■ Task: Given the listing that follows, report all lines in which the string "below" occurs.

*** Opening of Task inputs ***

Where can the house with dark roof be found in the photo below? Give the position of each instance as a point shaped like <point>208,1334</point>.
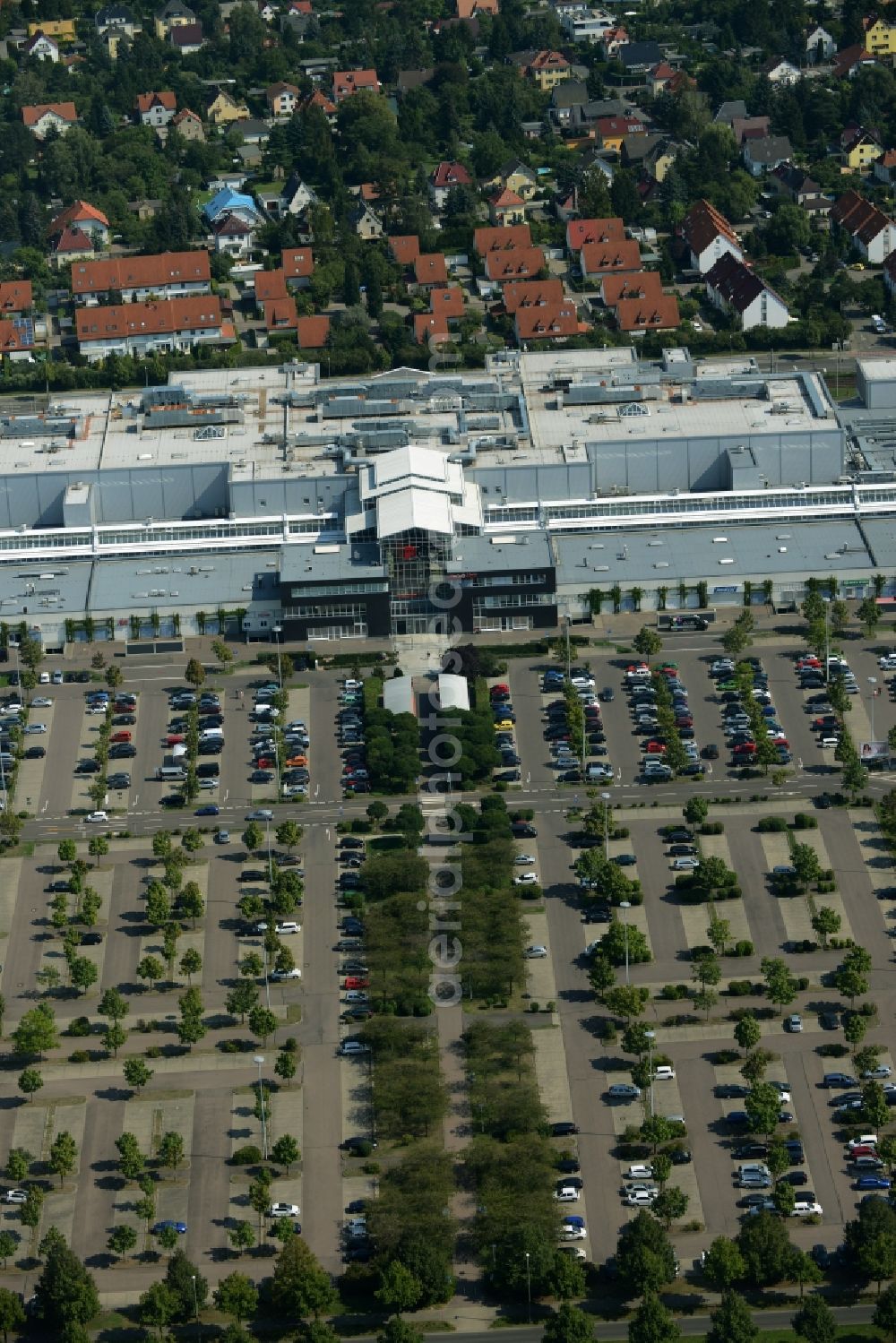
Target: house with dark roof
<point>734,288</point>
<point>708,236</point>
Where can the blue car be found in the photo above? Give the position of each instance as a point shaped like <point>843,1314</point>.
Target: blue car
<point>872,1182</point>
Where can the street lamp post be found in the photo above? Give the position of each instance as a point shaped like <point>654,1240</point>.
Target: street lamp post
<point>605,798</point>
<point>260,1060</point>
<point>626,904</point>
<point>650,1036</point>
<point>528,1284</point>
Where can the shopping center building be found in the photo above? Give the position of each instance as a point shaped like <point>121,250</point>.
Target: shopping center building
<point>253,500</point>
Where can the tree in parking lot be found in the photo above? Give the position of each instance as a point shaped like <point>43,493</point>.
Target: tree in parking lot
<point>732,1321</point>
<point>653,1323</point>
<point>646,642</point>
<point>151,970</point>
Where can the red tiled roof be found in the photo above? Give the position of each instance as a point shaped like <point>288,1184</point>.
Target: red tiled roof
<point>156,319</point>
<point>450,175</point>
<point>532,293</point>
<point>405,247</point>
<point>15,296</point>
<point>298,263</point>
<point>594,231</point>
<point>449,303</point>
<point>312,332</point>
<point>31,116</point>
<point>99,277</point>
<point>551,323</point>
<point>271,284</point>
<point>643,284</point>
<point>643,314</point>
<point>430,269</point>
<point>599,258</point>
<point>150,99</point>
<point>495,238</point>
<point>514,263</point>
<point>427,325</point>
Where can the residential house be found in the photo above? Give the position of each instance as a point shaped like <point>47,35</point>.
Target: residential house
<point>872,231</point>
<point>223,109</point>
<point>83,217</point>
<point>447,304</point>
<point>298,266</point>
<point>187,38</point>
<point>319,99</point>
<point>530,293</point>
<point>444,177</point>
<point>737,289</point>
<point>546,67</point>
<point>884,168</point>
<point>430,328</point>
<point>581,231</point>
<point>613,131</point>
<point>159,327</point>
<point>506,209</point>
<point>513,263</point>
<point>638,316</point>
<point>820,45</point>
<point>116,18</point>
<point>613,258</point>
<point>764,153</point>
<point>850,59</point>
<point>880,35</point>
<point>282,99</point>
<point>405,249</point>
<point>860,147</point>
<point>230,202</point>
<point>312,332</point>
<point>780,73</point>
<point>233,236</point>
<point>172,13</point>
<point>430,271</point>
<point>750,128</point>
<point>365,222</point>
<point>156,109</point>
<point>42,47</point>
<point>45,116</point>
<point>140,279</point>
<point>16,339</point>
<point>640,56</point>
<point>15,298</point>
<point>645,285</point>
<point>556,322</point>
<point>501,239</point>
<point>708,236</point>
<point>188,125</point>
<point>349,82</point>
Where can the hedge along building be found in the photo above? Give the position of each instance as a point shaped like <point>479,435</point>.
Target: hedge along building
<point>336,509</point>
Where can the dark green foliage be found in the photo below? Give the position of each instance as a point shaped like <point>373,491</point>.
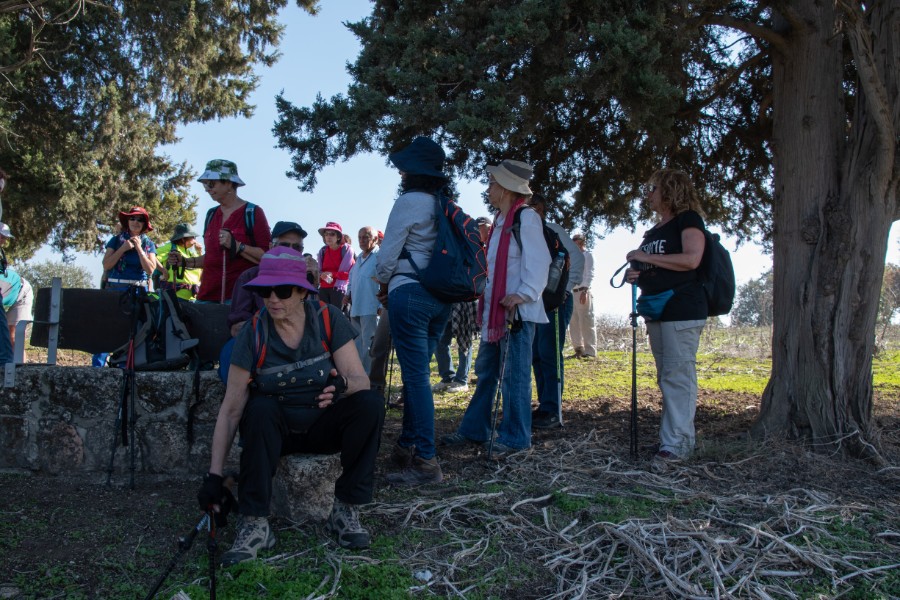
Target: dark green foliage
<point>91,89</point>
<point>597,94</point>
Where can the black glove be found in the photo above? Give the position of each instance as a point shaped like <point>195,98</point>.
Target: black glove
<point>211,492</point>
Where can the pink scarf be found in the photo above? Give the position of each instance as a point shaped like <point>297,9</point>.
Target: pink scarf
<point>497,316</point>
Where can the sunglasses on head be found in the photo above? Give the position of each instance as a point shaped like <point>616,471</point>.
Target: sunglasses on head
<point>294,245</point>
<point>283,292</point>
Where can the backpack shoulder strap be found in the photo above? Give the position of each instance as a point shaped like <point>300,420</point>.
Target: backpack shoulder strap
<point>517,226</point>
<point>260,339</point>
<point>250,221</point>
<point>325,322</point>
<point>208,219</point>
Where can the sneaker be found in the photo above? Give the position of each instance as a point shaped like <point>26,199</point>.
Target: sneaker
<point>253,535</point>
<point>499,450</point>
<point>344,521</point>
<point>545,420</point>
<point>455,439</point>
<point>402,457</point>
<point>421,471</point>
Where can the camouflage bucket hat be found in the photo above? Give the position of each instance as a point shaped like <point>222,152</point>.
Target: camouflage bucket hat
<point>222,170</point>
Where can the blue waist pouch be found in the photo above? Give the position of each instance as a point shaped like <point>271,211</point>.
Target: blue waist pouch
<point>651,306</point>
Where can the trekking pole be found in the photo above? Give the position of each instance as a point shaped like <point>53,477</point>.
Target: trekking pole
<point>634,431</point>
<point>633,424</point>
<point>184,544</point>
<point>558,365</point>
<point>387,397</point>
<point>504,353</point>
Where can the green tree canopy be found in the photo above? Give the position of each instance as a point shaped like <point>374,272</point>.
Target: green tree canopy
<point>91,89</point>
<point>595,94</point>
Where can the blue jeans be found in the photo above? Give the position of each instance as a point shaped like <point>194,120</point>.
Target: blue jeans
<point>547,354</point>
<point>445,360</point>
<point>5,344</point>
<point>417,322</point>
<point>515,430</point>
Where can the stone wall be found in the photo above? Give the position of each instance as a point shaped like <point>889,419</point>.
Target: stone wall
<point>61,420</point>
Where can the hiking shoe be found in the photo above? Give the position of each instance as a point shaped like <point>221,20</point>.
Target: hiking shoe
<point>402,457</point>
<point>253,535</point>
<point>455,439</point>
<point>420,472</point>
<point>344,521</point>
<point>499,450</point>
<point>662,460</point>
<point>545,420</point>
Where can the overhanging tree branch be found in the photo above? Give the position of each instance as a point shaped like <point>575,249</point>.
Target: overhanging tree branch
<point>776,41</point>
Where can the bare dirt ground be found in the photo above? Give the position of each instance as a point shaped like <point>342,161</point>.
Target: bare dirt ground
<point>82,538</point>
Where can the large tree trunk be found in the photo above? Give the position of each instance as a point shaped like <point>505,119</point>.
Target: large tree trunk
<point>835,199</point>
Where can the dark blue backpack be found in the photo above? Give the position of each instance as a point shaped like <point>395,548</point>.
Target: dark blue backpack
<point>716,273</point>
<point>458,268</point>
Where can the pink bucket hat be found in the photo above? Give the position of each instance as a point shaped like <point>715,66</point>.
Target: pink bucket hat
<point>281,266</point>
<point>332,226</point>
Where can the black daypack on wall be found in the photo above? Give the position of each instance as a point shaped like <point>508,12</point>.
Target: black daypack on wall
<point>162,341</point>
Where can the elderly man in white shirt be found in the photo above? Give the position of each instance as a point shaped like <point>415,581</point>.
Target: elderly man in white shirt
<point>510,310</point>
<point>581,329</point>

*** Close of Task inputs ***

■ Task result:
Where can the house with dark roof be found in the photo below? Give the position of each instance as a point shaped like <point>208,1334</point>.
Where can the dark green foliage be found in the photo below? Give the position of each instance as a point shaped like <point>373,491</point>.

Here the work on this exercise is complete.